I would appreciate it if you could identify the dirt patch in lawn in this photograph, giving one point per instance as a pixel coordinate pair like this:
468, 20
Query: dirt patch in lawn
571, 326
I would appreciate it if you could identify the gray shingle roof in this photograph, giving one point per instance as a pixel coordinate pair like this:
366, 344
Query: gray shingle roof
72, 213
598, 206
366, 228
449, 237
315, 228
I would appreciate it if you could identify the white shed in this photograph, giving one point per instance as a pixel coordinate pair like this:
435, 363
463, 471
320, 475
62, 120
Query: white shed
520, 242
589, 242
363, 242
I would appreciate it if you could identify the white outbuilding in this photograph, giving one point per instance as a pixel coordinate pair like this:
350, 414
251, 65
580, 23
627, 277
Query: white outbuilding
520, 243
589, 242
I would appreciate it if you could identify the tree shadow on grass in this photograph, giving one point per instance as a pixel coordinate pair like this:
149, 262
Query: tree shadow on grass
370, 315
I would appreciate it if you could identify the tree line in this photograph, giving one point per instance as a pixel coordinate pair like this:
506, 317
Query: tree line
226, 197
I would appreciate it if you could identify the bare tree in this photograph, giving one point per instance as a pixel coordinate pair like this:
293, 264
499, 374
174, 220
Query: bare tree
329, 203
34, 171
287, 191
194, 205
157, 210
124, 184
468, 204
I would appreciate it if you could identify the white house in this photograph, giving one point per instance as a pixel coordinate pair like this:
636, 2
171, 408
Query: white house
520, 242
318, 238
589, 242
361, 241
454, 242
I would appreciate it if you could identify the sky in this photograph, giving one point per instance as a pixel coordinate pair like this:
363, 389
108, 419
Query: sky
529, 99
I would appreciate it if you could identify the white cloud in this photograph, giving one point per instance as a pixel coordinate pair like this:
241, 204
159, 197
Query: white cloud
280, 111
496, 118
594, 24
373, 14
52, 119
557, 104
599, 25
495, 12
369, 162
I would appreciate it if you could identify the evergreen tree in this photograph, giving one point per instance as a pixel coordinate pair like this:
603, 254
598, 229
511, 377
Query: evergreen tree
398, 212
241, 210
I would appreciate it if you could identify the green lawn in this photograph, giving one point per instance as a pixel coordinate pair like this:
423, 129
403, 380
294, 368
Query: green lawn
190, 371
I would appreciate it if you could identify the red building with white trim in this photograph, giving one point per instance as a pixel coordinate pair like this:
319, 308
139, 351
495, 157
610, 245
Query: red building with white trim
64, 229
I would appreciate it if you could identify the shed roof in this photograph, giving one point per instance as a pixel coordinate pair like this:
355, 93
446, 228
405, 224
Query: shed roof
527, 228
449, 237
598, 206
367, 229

→ DO THIS
Reproduce all of the items above verbatim, from the first line through the last.

→ PROBLEM SOLUTION
I would appreciate it if you could identify the dirt patch in lawn in this photograph, giving one point per instance as a pixel coordinate pair like this:
468, 20
Query: dirt patch in lawn
571, 326
I would appreciate it if you could identify the gray shingle roof in this photograph, giving one point per instance as a pixel coordinate pair like this:
366, 344
Query: gray shingle roof
72, 213
598, 206
366, 228
449, 237
315, 228
I would appreciate it if you could identify the white shed in this photograph, giving one point per instance as a pixel coordinate pair like this:
435, 363
463, 471
320, 475
62, 120
Query: white shed
520, 242
589, 242
363, 242
I would appreciate it if you could identify the white outbuilding in this photograph, giving one point per instance as a pixel coordinate pair like this:
350, 414
251, 65
580, 23
627, 277
Query: white outbuilding
520, 243
589, 242
I would appreciate it if you could identify the tree shadow on grass in this photograph, giving one point per instance as a pixel coordinate pair like this:
149, 262
Query: tree shadow on grass
370, 315
I would appreciate it if you could identify the tree line in this photograph, giving one point per instance as a pixel coordinate pair like this:
506, 317
Query: tree line
226, 197
I would appreciate it if you could identify the bare tree in this photograph, giving one point per instance as a pixel coordinate pair like this:
293, 264
499, 374
174, 220
Query: bare tree
329, 203
34, 171
287, 191
194, 205
157, 210
124, 184
468, 204
I would appreciate it if you could identify the white house in this photograph, giving one point per instance as a pixel coordinate pair like this:
636, 2
171, 408
Query: white house
520, 242
318, 238
589, 242
361, 241
454, 242
I would appreciate it if you could identify the sky in this photograph, giving one point per instance as a pixel coordinate pair like this:
363, 389
108, 419
Query: sky
529, 99
I would appreciate it if you could identify the white cloud in this photograph, giving one point per instance as a pixel coordinate pair like this:
241, 204
159, 197
Query: white cloud
280, 111
496, 118
594, 24
373, 14
52, 119
557, 104
599, 25
495, 12
369, 162
I would appreciate it if you could identify the evergreen tree in this photograph, giving one point per instance as a pixel coordinate pair like this:
603, 254
598, 229
511, 377
Query: evergreen tree
398, 212
241, 210
I would appreciate it if you could identify the green lawn in this photograph, giving one point per instance as a pixel coordinate pair like this:
423, 129
403, 380
294, 368
Query: green lawn
190, 371
I would appreciate it if you could identify the red building with white trim in this photograph, giving one point per instance as a pixel coordinate pair like this:
319, 308
139, 351
495, 157
610, 245
Query: red building with white trim
64, 229
I would appreciate it if you could identify the shed roof in this photograph, giving one point per instance as a pixel coordinate pair like this:
355, 93
446, 228
405, 224
Query: shed roof
527, 228
449, 237
598, 206
367, 229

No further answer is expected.